» **Tarefas e exercícios**:
- 1) Reproduza o trecho do texto sobre o Palmeiras que começa em "O Palmeiras está" e prossegue até "do que isso.".
- 2) No texto sobre o Palmeiras, qual foi o resultado da primeira mão da meia-final contra o LDU Quito?

» **Excerto selecionado**:
------------------------------------------------------------------------

Uma noite que teve de tudo: houve reviravolta histórica, festejos, abraços, choro, uma presidente a invadir a conferência e um Abel condecorado como “o melhor da história” do clube de São Paulo. Tudo pela mão do Abel que o próprio Abel lembra que “nunca foi o melhor aluno da escola, que nunca foi o melhor jogador de futebol, que não é o melhor treinador”

O Palmeiras está na final da Libertadores, onde vai defrontar os rivais do Flamengo. Mas antes disso houve uma “noite histórica”, daquelas que nos relembram que 22 homens a correr atrás de uma bola é bem mais do que isso.

Para que se perceba o contexto, é preciso regressar-se à passada sexta-feira, o dia em que o Palmeiras foi ao Equador para ser quase humilhado pelo LDU Quito e regressar com uma derrota por 3-0 na primeira-mão da meia-final da competição.

------------------------------------------------------------------------

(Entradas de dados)

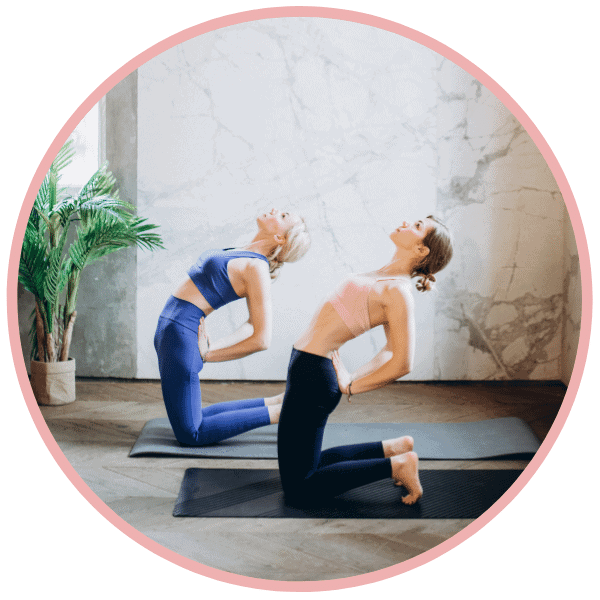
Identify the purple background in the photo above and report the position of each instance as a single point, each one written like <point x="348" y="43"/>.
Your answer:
<point x="58" y="53"/>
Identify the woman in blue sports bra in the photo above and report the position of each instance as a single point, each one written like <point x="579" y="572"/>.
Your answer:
<point x="217" y="278"/>
<point x="317" y="378"/>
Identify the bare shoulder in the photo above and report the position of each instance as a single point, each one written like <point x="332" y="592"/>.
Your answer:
<point x="397" y="295"/>
<point x="256" y="270"/>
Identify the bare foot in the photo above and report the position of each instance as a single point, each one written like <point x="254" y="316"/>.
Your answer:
<point x="274" y="400"/>
<point x="405" y="471"/>
<point x="397" y="446"/>
<point x="274" y="412"/>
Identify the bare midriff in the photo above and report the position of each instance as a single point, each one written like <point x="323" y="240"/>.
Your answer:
<point x="190" y="293"/>
<point x="325" y="333"/>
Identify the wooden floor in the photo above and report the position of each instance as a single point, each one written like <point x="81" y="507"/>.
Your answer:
<point x="97" y="432"/>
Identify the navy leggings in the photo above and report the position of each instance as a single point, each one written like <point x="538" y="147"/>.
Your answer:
<point x="179" y="362"/>
<point x="309" y="475"/>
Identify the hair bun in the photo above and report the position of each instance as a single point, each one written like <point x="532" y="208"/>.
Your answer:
<point x="425" y="283"/>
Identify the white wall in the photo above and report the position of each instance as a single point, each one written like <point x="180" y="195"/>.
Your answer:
<point x="356" y="129"/>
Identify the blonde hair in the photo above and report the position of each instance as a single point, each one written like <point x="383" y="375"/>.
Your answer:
<point x="439" y="242"/>
<point x="296" y="245"/>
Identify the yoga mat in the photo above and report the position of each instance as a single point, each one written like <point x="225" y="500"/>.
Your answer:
<point x="493" y="438"/>
<point x="251" y="493"/>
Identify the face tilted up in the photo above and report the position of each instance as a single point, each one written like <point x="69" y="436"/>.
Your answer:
<point x="410" y="235"/>
<point x="276" y="222"/>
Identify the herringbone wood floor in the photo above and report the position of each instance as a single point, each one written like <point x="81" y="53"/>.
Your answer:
<point x="97" y="432"/>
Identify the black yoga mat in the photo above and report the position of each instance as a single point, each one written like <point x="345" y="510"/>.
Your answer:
<point x="250" y="493"/>
<point x="492" y="438"/>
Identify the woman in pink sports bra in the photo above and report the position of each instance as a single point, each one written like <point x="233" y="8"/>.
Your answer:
<point x="317" y="378"/>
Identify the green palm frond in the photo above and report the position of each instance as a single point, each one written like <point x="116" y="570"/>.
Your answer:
<point x="104" y="223"/>
<point x="33" y="262"/>
<point x="105" y="234"/>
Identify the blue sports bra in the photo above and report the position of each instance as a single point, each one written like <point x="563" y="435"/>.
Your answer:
<point x="209" y="274"/>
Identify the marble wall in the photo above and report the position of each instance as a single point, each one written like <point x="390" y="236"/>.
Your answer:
<point x="572" y="303"/>
<point x="499" y="315"/>
<point x="356" y="129"/>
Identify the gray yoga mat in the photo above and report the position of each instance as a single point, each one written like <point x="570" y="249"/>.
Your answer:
<point x="493" y="438"/>
<point x="257" y="493"/>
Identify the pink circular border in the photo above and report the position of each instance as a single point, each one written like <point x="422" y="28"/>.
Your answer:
<point x="503" y="96"/>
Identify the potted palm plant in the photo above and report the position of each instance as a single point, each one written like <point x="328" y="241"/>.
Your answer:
<point x="52" y="262"/>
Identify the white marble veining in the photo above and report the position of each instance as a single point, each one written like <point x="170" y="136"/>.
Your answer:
<point x="500" y="316"/>
<point x="355" y="128"/>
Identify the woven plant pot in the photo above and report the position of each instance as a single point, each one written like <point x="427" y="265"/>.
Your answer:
<point x="53" y="384"/>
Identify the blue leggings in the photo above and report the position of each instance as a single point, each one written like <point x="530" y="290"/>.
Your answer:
<point x="309" y="475"/>
<point x="179" y="362"/>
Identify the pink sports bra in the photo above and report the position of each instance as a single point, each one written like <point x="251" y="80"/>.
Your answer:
<point x="351" y="301"/>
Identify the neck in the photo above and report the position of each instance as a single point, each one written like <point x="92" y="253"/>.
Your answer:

------------------------------------------------------------------------

» **Lista de soluções**:
- 1)
O Palmeiras está na final da Libertadores, onde vai defrontar os rivais do Flamengo. Mas antes disso houve uma “noite histórica”, daquelas que nos relembram que 22 homens a correr atrás de uma bola é bem mais do que isso.

- 2) O Palmeiras perdeu por 3-0.